Re: [PATCH] files: rcu free files_struct

Christian Brauner <christian.brauner@xxxxxxxxxx> · Thu, 10 Dec 2020 23:30:24 +0100

On Thu, Dec 10, 2020 at 09:36:24PM +0000, Al Viro wrote:
> On Thu, Dec 10, 2020 at 01:29:01PM -0600, Eric W. Biederman wrote:
> > Al Viro <viro@xxxxxxxxxxxxxxxxxx> writes:
> 
> > > What are the users of that thing and is there any chance to replace it
> > > with something saner?  IOW, what *is* realistically called for each
> > > struct file by the users of that iterator?
> > 
> > The bpf guys are no longer Cc'd and they can probably answer better than
> > I.
> > 
> > In a previous conversation it was mentioned that task_iter was supposed
> > to be a high performance interface for getting proc like data out of the
> > kernel using bpf.
> > 
> > If so I think that handles the lifetime issues as bpf programs are
> > supposed to be short-lived and can not pass references anywhere.
> > 
> > On the flip side it raises the question did the BPF guys just make the
> > current layout of task_struct and struct file part of the linux kernel
> > user space ABI?
> 
> An interesting question, that...  For the record: anybody coming to

Imho, they did. An example from the BPF LSM: a few weeks ago someone
asked me whether it would be possible to use the BPF LSM to enforce you
can't open files when they are on a given filesystem. Sine this bpf lsm
allows to attach to lsm hooks, say security_file_open(), you can get at
the superblock and check the filesyste type in a bpf program
(requiring btf), i.e. security_file_open, then follow
file->f_inode->i_sb->s_type->s_magic. If we change the say struct
super_block I'd expect these bpf programs to break. I'm sure there's
something clever that they came up with but it is nonetheless
uncomfortably close to making internal kernel structures part of
userspace ABI indeed.

> complain about a removed/renamed/replaced with something else field
> in struct file will be refered to Figure 1.
> 
> None of the VFS data structures has any layout stability warranties.
> If BPF folks want access to something in that, they are welcome to come
> and discuss the set of accessors; so far nothing of that sort has happened.
> 
> Direct access to any fields of any of those structures is subject to
> being broken at zero notice.
> 
> IMO we need some notation for a structure being off-limits for BPF, tracing,
> etc., along the lines of "don't access any field directly".

Indeed. I would also like to see a list where changes need to be sent
that are technically specific to a subsystem but will necessarily have
kernel-wide impact prime example: a lot of bpf.

Christian

.....

DIRECTIVE 1 —
Answer these questions about the thread:
(a) According to Eric W. Biederman, what was task_iter supposed to be?
(b) Which LSM hook does Christian Brauner give as an example a BPF program can attach to?
(c) What kind of notation does Al Viro say is needed?
DIRECTIVE 2 — In the thread, Christian Brauner follows a chain of fields starting from file. List every field in that chain, in order.
The items have nothing to do with the thread.

INFORMATION PROVIDED —

.....

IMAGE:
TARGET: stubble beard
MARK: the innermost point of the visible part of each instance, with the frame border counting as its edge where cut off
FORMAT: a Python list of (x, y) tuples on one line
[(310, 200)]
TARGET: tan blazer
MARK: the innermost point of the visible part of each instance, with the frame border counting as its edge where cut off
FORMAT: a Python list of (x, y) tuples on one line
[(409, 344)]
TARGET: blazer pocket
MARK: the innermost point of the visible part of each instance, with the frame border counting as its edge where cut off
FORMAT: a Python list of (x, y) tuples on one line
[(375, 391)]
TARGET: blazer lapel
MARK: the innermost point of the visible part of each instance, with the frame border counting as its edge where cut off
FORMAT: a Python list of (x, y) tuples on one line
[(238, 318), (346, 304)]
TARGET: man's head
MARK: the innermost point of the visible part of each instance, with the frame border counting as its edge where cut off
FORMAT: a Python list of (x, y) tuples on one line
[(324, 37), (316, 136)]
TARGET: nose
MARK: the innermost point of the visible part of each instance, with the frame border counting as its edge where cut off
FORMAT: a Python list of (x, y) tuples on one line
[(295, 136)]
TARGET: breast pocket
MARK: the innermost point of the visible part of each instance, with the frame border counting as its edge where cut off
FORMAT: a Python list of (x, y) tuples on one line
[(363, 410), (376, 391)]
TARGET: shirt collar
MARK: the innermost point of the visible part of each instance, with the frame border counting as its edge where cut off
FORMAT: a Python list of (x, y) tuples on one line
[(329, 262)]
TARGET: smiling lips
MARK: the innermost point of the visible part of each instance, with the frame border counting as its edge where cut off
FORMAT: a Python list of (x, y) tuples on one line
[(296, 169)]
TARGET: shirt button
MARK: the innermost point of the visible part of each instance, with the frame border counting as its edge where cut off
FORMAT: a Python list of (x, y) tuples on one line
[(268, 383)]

.....

FULL RESPONSE 1 —
(a) A high performance interface for getting proc like data out of the kernel using bpf.
(b) security_file_open().
(c) A notation for a structure being off-limits for BPF, tracing, etc., along the lines of "don't access any field directly".

FULL RESPONSE 2 — f_inode, i_sb, s_type, s_magic